The criticisms of the conservatives are natural, we differ on questions of fundamental ideology, and that is something I can easily accept, but it is the criticisms of the left that I find incredibly difficult. These critiques take two distinct forms.

The first are the lefties who patronisingly say “Oh, I would love to vote green but, you know, I’m pragmatic”. The inference that I am some political airhead unconcerned with the realities of the realities of the world and electoral system.

I’m not voting green to save the Polar Bears

The others are those who staunchly defend Labour, tell me angrily that there’s no hope of a Green MP and that I “May as well be voting Lib Dem”, inferring that that makes me no kind of lefty at all. A particularly funny incident involved a CULC member directing me to an article in the Telegraph of all places about the Greens. The irony of a Labour supporter pointing to the Telegraph for wisdom is immense.

I am voting Green and here is my rationale.

# INFORMATION GIVEN:
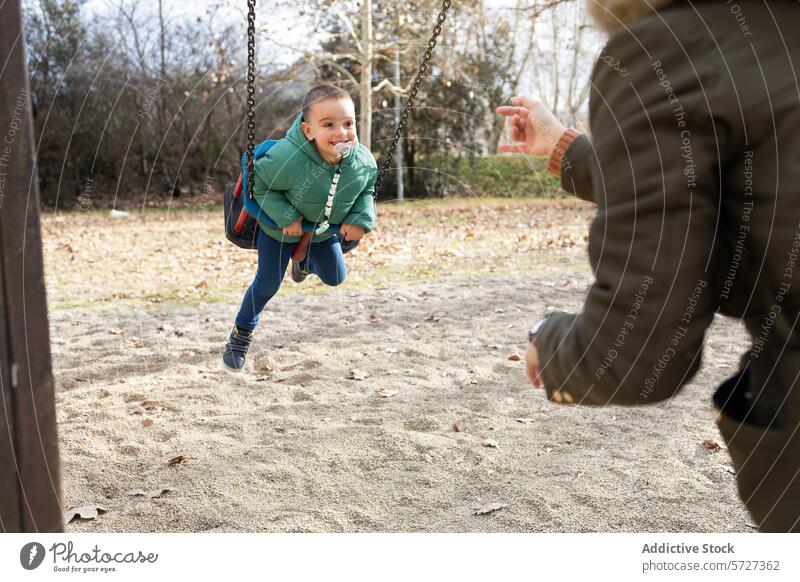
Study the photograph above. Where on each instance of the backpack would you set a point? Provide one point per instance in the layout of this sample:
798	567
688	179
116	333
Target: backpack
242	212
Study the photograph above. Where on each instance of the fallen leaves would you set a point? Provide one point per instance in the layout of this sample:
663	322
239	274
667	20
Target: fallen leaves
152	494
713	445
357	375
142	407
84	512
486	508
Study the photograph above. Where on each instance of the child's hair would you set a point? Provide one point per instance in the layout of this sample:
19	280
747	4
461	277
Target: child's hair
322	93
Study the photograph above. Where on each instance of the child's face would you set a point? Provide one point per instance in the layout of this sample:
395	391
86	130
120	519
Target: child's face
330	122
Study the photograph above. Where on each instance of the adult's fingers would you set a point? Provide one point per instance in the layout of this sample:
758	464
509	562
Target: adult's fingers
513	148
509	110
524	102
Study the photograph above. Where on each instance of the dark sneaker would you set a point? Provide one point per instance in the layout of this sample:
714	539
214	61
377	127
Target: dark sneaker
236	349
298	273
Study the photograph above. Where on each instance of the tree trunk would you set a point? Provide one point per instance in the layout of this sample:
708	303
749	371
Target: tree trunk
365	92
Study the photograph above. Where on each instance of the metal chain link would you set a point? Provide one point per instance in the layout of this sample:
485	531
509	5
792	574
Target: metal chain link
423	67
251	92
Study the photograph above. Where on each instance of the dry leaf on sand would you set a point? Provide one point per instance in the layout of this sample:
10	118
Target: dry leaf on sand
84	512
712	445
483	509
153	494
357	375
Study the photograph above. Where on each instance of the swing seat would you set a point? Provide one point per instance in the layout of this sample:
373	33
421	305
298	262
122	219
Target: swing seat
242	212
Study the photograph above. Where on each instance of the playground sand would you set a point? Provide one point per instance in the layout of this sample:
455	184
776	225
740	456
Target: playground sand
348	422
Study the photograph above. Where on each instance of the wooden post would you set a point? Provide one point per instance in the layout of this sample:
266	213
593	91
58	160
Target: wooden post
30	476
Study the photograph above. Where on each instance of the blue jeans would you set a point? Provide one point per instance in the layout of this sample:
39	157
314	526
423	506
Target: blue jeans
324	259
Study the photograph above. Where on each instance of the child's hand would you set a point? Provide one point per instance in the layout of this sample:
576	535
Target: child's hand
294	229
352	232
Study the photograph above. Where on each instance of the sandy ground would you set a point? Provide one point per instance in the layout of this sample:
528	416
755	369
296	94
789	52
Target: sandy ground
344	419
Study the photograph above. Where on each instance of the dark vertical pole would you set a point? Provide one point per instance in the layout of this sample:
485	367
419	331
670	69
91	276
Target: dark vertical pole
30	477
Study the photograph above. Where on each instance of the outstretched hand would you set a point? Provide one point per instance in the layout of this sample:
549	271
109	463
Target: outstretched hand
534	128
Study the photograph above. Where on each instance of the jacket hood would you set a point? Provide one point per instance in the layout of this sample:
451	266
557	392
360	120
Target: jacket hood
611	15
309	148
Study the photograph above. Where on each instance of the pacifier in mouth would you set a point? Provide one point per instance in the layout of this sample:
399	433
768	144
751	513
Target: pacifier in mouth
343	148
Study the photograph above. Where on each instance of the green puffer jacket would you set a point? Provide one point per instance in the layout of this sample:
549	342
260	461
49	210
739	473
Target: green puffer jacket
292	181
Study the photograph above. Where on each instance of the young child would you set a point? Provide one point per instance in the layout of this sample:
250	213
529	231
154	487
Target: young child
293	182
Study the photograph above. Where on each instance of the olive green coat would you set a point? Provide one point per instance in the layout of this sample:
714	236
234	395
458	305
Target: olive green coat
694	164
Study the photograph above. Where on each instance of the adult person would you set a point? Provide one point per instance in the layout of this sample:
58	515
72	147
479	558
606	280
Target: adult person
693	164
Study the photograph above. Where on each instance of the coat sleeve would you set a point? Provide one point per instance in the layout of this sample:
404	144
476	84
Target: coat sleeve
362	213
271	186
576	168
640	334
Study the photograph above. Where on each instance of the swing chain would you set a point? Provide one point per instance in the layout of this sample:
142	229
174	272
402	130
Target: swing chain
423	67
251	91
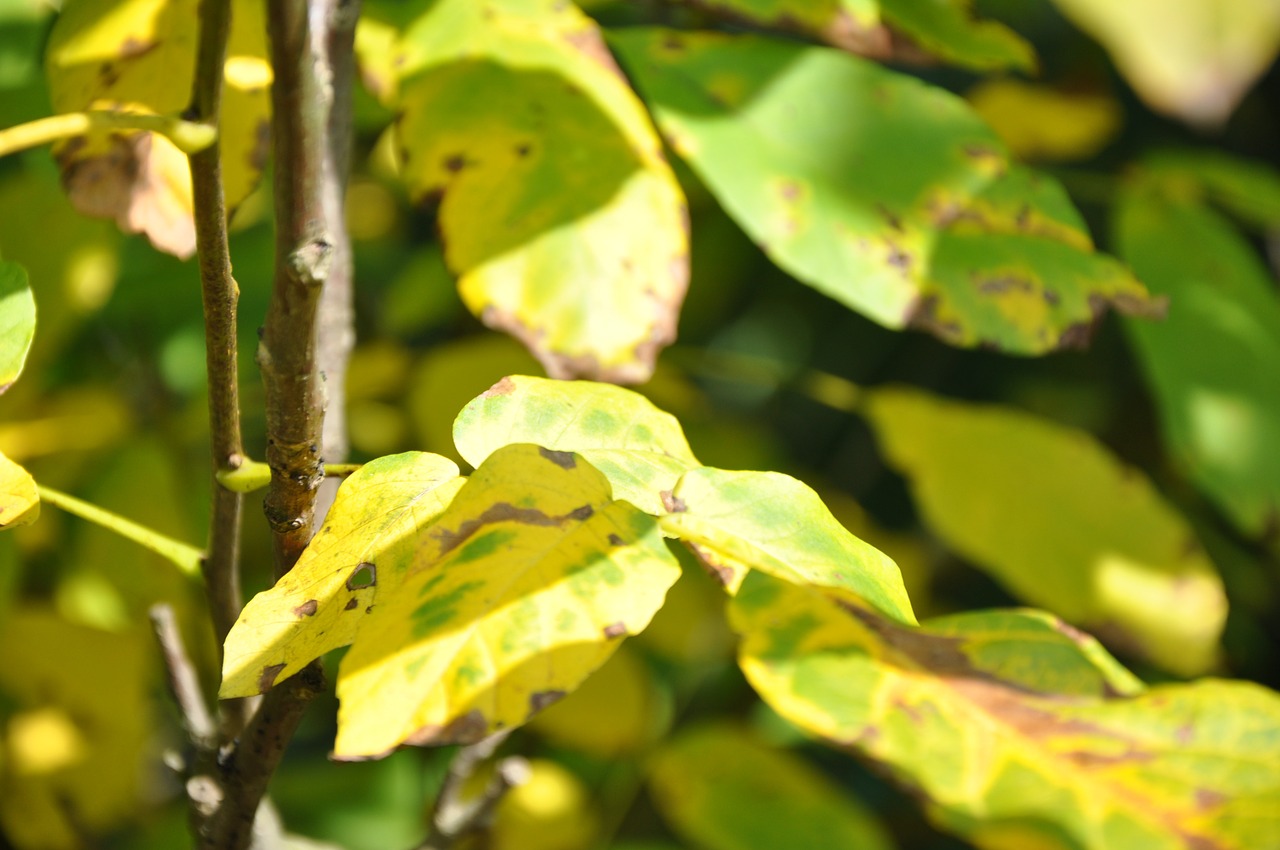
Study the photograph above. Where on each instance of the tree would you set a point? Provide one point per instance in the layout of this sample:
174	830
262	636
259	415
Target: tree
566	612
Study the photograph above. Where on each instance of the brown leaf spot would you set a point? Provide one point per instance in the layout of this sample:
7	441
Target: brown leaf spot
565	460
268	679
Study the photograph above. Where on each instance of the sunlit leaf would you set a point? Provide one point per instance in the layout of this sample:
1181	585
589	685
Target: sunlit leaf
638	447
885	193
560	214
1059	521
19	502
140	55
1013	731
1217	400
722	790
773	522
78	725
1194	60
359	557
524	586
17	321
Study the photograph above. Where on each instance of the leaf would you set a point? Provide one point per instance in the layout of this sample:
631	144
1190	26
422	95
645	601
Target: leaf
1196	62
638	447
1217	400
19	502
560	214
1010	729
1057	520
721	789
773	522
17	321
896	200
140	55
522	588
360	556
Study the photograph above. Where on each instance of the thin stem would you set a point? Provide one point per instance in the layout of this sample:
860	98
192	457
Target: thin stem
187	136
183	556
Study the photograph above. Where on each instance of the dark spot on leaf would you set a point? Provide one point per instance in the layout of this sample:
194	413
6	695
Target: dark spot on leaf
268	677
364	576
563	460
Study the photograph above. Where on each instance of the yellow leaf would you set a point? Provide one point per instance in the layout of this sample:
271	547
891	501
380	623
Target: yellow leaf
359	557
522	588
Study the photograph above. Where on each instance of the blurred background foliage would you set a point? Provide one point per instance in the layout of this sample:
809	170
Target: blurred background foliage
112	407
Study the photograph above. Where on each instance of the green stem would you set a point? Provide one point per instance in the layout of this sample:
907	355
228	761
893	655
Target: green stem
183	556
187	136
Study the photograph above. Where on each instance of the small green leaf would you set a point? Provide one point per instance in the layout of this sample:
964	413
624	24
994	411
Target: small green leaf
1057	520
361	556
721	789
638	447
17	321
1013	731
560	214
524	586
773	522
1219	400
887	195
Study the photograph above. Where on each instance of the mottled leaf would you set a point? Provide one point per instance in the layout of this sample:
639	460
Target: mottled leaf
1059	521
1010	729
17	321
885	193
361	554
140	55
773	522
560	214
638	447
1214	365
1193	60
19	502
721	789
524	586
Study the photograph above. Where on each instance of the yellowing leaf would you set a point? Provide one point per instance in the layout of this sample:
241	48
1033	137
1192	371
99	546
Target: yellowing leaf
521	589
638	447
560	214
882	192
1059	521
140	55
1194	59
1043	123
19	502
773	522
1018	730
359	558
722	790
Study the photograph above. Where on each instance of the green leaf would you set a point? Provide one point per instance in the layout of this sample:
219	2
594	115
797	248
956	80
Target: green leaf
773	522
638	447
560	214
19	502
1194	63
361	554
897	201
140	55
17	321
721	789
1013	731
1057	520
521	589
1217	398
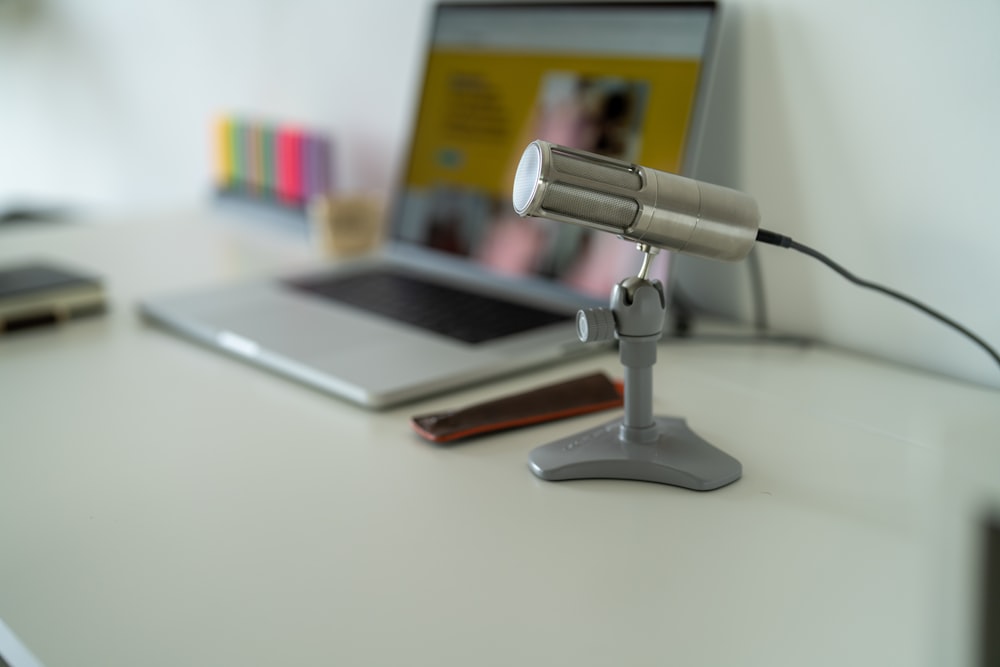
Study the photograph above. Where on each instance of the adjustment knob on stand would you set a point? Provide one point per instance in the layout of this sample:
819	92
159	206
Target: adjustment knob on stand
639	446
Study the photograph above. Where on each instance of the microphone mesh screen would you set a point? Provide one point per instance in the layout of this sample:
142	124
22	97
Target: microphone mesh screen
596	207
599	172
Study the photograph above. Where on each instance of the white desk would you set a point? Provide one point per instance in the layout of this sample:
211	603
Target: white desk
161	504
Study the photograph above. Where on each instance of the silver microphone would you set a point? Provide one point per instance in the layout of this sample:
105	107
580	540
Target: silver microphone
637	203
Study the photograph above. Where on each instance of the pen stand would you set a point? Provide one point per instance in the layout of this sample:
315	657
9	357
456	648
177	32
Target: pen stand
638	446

# WHAT IS REQUIRED:
Copy the passage above about voting Green word for word, from "The criticisms of the conservatives" to "and electoral system.".

# RESPONSE TO THIS TASK:
The criticisms of the conservatives are natural, we differ on questions of fundamental ideology, and that is something I can easily accept, but it is the criticisms of the left that I find incredibly difficult. These critiques take two distinct forms.

The first are the lefties who patronisingly say “Oh, I would love to vote green but, you know, I’m pragmatic”. The inference that I am some political airhead unconcerned with the realities of the realities of the world and electoral system.